- _What you have to do_
Please convert the lines of all the records below into a numbered list, skipping any blank lines. Leave the pictures out of your answer.

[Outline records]
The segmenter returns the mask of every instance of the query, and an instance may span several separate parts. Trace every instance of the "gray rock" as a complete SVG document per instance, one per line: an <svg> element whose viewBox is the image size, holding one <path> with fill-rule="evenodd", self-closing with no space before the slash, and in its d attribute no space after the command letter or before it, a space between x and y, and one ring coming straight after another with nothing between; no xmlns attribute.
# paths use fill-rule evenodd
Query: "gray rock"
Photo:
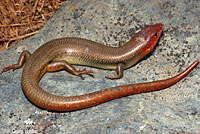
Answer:
<svg viewBox="0 0 200 134"><path fill-rule="evenodd" d="M69 9L71 5L75 5L74 10ZM92 69L94 79L81 80L60 71L46 74L39 84L49 93L72 96L169 78L200 60L199 13L199 1L73 0L62 5L38 34L0 53L0 68L16 63L18 49L23 46L33 52L45 42L61 37L82 37L118 46L119 41L128 41L146 25L163 23L164 34L154 51L126 70L120 80L104 77L111 71ZM3 133L200 133L199 66L165 90L65 113L32 105L22 92L21 72L18 69L0 75Z"/></svg>

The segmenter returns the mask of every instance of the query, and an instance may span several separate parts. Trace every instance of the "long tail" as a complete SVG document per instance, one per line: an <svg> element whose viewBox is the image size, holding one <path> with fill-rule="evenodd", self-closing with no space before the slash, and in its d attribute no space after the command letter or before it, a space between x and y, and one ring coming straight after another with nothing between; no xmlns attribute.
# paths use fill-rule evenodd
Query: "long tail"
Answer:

- _Exercise answer_
1. The segmenter returns the mask of every instance of the query, and an instance may span several separate parts. Trace every instance of the "gray rock" as a complete SVG document per instance, one per line: an <svg> element whose viewBox is the image size, holding one <path> with fill-rule="evenodd", self-closing with no space before the slash, and in its d attribute no space after the command letter or before it, a space between x and y, and one ring coming straight after another with nothing between; no xmlns attribute.
2. # paths use fill-rule evenodd
3. Query: "gray rock"
4. Photo:
5. Answer:
6. <svg viewBox="0 0 200 134"><path fill-rule="evenodd" d="M69 9L71 5L75 5L74 10ZM92 69L94 79L81 80L60 71L46 74L39 84L49 93L72 96L169 78L200 60L199 13L199 1L73 0L62 5L38 34L0 53L0 68L16 63L18 49L23 46L33 52L45 42L61 37L82 37L118 46L119 41L128 41L146 25L163 23L164 34L154 51L126 70L120 80L104 77L111 71ZM3 133L200 133L199 66L165 90L65 113L32 105L22 92L21 72L18 69L0 75Z"/></svg>
7. The segmenter returns the mask of every instance of the query, and an instance may span several separate parts. Trace every instance of the "long tail" as a complete SVG document per instance, one per line: an <svg> element whose viewBox is the image size, holding one <path> with fill-rule="evenodd", self-closing with no space before the slash, and in its d attribute no space after the command letter or before it, a space between x and y, and one ring coming straight after another with nothing between; no xmlns attribute.
8. # paths use fill-rule evenodd
9. Query: "long tail"
10. Answer:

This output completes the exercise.